=== EXTRACTED ENTRIES ===
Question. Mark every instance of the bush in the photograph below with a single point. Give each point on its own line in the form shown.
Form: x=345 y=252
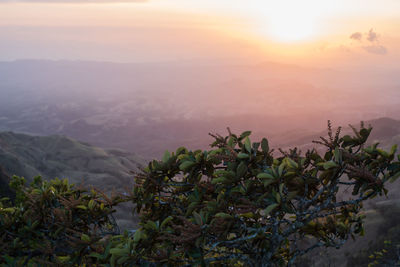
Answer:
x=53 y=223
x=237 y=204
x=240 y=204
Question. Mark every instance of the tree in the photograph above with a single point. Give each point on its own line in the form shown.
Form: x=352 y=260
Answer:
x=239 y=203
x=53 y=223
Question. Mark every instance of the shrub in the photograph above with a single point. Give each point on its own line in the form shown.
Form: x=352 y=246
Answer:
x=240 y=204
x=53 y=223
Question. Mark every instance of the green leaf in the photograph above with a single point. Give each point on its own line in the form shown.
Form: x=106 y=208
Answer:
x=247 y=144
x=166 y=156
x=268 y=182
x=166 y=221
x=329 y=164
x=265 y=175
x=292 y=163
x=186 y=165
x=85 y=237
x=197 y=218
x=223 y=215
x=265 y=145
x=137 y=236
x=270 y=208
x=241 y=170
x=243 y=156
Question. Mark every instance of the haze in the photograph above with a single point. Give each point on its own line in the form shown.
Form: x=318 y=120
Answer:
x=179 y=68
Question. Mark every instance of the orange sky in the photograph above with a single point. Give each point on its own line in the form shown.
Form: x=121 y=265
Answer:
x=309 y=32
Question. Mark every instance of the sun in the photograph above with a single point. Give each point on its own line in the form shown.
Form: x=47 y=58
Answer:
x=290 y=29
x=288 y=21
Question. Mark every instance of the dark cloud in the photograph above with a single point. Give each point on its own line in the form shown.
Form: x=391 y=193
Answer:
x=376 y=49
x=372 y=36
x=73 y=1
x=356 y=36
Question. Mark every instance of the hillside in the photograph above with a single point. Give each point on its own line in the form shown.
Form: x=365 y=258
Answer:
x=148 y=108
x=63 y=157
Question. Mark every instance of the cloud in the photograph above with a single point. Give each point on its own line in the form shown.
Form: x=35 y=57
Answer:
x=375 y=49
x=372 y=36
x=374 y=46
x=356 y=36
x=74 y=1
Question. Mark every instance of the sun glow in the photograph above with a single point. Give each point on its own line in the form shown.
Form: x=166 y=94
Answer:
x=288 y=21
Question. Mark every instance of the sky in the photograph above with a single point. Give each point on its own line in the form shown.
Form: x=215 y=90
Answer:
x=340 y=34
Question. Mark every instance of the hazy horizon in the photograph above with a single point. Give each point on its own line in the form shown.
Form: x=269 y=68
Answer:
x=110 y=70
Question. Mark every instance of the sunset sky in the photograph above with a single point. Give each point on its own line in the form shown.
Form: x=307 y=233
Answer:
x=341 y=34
===
=== EXTRACTED ENTRIES ===
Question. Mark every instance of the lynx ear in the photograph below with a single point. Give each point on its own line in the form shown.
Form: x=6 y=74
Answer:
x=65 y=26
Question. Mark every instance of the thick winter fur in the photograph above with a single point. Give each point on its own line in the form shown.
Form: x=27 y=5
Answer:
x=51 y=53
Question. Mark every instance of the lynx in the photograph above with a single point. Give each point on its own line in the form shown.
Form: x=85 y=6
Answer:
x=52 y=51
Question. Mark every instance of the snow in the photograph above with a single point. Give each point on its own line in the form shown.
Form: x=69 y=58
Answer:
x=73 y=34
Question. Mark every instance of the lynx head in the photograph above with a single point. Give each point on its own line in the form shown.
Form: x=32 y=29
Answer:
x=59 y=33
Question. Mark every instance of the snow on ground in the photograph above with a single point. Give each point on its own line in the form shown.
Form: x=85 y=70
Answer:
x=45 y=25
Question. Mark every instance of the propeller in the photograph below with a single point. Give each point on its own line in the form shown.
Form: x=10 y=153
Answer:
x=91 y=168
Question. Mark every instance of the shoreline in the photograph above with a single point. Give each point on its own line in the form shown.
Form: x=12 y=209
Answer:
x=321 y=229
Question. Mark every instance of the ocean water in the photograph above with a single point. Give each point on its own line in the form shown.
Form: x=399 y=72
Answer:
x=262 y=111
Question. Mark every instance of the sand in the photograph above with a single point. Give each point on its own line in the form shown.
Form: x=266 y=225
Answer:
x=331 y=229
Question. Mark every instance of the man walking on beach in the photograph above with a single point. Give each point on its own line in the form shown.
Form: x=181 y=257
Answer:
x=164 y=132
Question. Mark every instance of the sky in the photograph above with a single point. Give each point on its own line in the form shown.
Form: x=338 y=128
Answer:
===
_TASK OBJECTIVE_. Reproduce exactly, with no pictures, the lines above from the one holding "Question. Mark every instance of the bush" to the one holding "Form: x=352 y=260", inclusive.

_RESPONSE AREA_.
Question. Mark every instance of the bush in the photograph below with a single point. Give each point on its own line in the form shown.
Form: x=345 y=252
Answer:
x=53 y=223
x=237 y=204
x=240 y=204
Question. Mark every instance of the tree in the photograph above with a single point. Give each point on its own line in the form shown.
Form: x=352 y=260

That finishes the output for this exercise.